**Directions for this task**
Carry on the page excerpt about drugmakers using cloud computing, beginning right after its last sentence.

**Page excerpt**
Lilly's Powers says Cycle has taken on the challenge of replicating the drugmaker's in-house IT operations online. "There is a lot of complexity to taking an environment that lends itself to static clusters and making it dynamic," he says. "Cycle has the expertise to develop browsers that assemble clusters on the cloud, handle scheduling, and move data to the point where we can submit an algorithm or scientific workload, indicate that we want to run it X number of times, and send it off."

ALTHOUGH USERS and vendors alike agree that these are early days for cloud computing, they also view such IT services as a viable option for a range of work beyond storage and processing of nonproprietary data. Some see it as an environment for collaborative work and as a secure environment for clinical trial data.

Karen Riley, a spokeswoman for the Food & Drug Administration, says cloud computing is clearly new territory. "If cloud services become the archive for clinical trial data, our concern would be to safeguard the system for write protection in order to prevent tampering," she says. Auditing companies such as Google would not be practical, she says, and the responsibility for data security would likely remain with the trial sponsors. Riley notes that FDA already trusts secure external servers for e-mail communication of clinical trial data.

**Stored data**
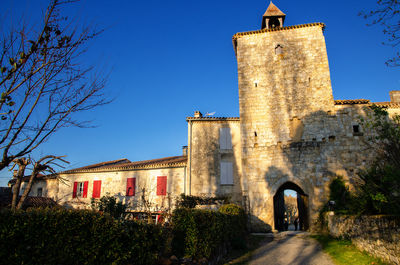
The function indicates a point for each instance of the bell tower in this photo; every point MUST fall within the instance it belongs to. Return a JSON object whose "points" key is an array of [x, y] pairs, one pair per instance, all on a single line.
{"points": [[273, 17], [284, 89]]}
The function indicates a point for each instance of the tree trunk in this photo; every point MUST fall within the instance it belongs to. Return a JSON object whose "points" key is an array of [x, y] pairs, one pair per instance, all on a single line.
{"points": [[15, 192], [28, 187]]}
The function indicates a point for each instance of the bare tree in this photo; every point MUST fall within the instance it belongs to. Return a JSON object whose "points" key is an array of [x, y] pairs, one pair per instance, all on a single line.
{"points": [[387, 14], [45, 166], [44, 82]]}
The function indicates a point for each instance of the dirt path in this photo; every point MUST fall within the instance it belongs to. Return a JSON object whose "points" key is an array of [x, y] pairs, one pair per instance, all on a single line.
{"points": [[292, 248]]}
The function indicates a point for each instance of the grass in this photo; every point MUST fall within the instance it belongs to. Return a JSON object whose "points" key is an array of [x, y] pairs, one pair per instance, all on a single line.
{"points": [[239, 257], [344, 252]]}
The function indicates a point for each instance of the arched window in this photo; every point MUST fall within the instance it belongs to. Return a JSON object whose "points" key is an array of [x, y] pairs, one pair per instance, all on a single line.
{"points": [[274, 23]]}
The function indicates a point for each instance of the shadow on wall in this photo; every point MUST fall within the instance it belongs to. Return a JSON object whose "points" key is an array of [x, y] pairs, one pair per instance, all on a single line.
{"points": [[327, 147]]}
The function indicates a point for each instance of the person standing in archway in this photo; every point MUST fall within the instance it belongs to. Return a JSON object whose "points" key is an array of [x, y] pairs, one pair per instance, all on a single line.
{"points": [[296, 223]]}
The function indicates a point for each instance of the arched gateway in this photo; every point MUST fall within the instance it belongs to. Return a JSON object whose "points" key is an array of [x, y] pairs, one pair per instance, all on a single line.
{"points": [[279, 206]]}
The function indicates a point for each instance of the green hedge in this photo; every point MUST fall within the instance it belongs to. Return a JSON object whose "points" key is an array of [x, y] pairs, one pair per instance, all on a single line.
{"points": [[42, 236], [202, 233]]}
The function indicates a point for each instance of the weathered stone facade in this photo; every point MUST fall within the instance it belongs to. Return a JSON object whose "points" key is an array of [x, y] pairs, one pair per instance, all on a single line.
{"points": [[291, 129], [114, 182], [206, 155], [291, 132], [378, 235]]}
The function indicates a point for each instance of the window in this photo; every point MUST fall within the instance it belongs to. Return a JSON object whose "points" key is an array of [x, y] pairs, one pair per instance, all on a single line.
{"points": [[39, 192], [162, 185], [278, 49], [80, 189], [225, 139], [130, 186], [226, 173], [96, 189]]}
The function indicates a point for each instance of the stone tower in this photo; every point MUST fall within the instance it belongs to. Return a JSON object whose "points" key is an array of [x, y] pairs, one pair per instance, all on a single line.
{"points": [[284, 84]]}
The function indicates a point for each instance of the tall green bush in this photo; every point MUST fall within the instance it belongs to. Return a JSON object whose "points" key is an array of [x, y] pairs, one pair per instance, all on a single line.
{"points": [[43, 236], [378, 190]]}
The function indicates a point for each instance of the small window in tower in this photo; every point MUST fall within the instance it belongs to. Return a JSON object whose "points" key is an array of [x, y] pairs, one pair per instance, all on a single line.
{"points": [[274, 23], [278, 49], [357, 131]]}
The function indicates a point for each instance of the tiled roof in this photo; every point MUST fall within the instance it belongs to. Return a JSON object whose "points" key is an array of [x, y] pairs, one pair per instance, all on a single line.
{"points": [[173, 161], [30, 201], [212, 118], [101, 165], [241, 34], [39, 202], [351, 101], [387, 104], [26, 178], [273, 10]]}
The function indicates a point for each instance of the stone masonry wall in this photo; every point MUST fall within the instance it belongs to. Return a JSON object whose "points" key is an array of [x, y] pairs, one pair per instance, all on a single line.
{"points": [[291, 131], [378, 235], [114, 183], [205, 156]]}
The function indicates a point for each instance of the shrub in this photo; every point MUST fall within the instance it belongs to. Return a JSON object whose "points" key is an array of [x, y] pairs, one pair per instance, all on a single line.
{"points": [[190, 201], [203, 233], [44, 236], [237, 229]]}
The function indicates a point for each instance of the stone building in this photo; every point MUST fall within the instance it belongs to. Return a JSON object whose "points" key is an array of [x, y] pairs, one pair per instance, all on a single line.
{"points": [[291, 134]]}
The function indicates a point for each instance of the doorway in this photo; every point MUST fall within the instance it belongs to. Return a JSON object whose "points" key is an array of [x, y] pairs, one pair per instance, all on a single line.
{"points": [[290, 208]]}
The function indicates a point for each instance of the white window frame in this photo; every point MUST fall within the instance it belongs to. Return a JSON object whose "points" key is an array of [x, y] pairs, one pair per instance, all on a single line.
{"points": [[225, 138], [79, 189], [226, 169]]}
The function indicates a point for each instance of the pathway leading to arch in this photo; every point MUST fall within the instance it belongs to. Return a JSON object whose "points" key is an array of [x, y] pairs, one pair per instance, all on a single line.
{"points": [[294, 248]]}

**Final answer**
"It is exciting to us to think we may be on the cutting edge," Powers says, acknowledging that Lilly's use of the cloud currently stops well short of collaborative research or clinical trial management. He says the proven cost savings and accelerated research afforded by cloud computing make it attractive to drug companies, as does the potential for more advanced uses in the future.

"From our CEO down, we are changing how we are doing business. Things are being done much more collaboratively," Powers says. "If we want to move forward, it will increase the burden on our infrastructure and IT to a scale that we are not familiar with. There is also a sense of urgency to make things happen quickly. So the question is, do we build that infrastructure ourselves, or do we, in the spirit of looking externally, turn to the cloud?"